How to Replant Your Florist’s Hydrangeas

Question: Can I plant a florist’s hydrangea outdoors after the blooms fade?

Florist’s hydrangeas are native to the temperate, maritime climate of Japan, on the Pacific side of Honshu Island. While crown hardy to USDA Zone 6, florist’s hydrangeas cannot be expected to flower in your area (Illinois) without protection.

Flowers are born on last year’s shoots, and these are often killed by cold winter temperatures. If it is cold outside, cut back the blooms and treat it as a houseplant until you can move it outside after the danger of frost in the spring.

These hydrangeas have become popular florist plants, forced into flower for holidays ranging from Valentine’s day to Memorial Day. The showy, sterile flowers that make up the rounded inflorescence may be white or various tints and intensities of pink or blue.

## Stated goal
Transcribe the hydrangea passage above word for word, everything from "Florist’s hydrangeas are" down to "in the spring.".

(Dataset items about object locations)
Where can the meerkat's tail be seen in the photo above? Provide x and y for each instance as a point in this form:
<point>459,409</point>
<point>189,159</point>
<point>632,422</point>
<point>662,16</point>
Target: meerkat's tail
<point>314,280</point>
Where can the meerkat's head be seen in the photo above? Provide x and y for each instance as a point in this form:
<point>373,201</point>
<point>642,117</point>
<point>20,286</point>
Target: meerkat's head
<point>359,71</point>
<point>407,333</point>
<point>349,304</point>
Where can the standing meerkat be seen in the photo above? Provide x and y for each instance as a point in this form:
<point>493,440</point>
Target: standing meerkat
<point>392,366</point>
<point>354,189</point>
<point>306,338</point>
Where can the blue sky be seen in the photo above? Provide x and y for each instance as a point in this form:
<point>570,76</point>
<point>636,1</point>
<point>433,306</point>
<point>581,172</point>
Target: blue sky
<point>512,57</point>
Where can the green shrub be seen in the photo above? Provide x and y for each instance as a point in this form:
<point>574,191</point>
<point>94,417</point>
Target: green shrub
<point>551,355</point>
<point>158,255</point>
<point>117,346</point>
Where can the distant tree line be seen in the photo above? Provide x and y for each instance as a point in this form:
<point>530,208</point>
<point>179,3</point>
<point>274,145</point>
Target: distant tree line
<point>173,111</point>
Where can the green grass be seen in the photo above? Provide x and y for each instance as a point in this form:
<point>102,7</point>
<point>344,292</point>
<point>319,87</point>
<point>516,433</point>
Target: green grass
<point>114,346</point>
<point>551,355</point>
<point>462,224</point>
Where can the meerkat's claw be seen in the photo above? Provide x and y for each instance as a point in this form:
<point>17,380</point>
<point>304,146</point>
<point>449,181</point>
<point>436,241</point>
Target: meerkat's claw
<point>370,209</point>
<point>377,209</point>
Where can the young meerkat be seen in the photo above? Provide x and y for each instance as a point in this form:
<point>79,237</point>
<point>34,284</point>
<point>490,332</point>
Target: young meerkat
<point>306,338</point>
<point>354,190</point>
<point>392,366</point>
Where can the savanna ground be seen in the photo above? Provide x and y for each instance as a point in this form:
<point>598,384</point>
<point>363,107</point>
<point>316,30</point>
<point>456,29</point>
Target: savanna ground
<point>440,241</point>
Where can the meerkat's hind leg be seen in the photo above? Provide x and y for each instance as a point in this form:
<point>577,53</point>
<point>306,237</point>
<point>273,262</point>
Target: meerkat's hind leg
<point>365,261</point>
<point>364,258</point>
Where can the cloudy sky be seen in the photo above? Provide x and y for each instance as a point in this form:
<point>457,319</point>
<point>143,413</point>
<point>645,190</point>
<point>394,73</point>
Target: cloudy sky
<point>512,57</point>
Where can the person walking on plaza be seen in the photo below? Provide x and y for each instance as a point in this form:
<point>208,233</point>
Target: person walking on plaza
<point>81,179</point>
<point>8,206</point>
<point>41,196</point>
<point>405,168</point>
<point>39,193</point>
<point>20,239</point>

## Answer
Florist’s hydrangeas are native to the temperate, maritime climate of Japan, on the Pacific side of Honshu Island. While crown hardy to USDA Zone 6, florist’s hydrangeas cannot be expected to flower in your area (Illinois) without protection.

Flowers are born on last year’s shoots, and these are often killed by cold winter temperatures. If it is cold outside, cut back the blooms and treat it as a houseplant until you can move it outside after the danger of frost in the spring.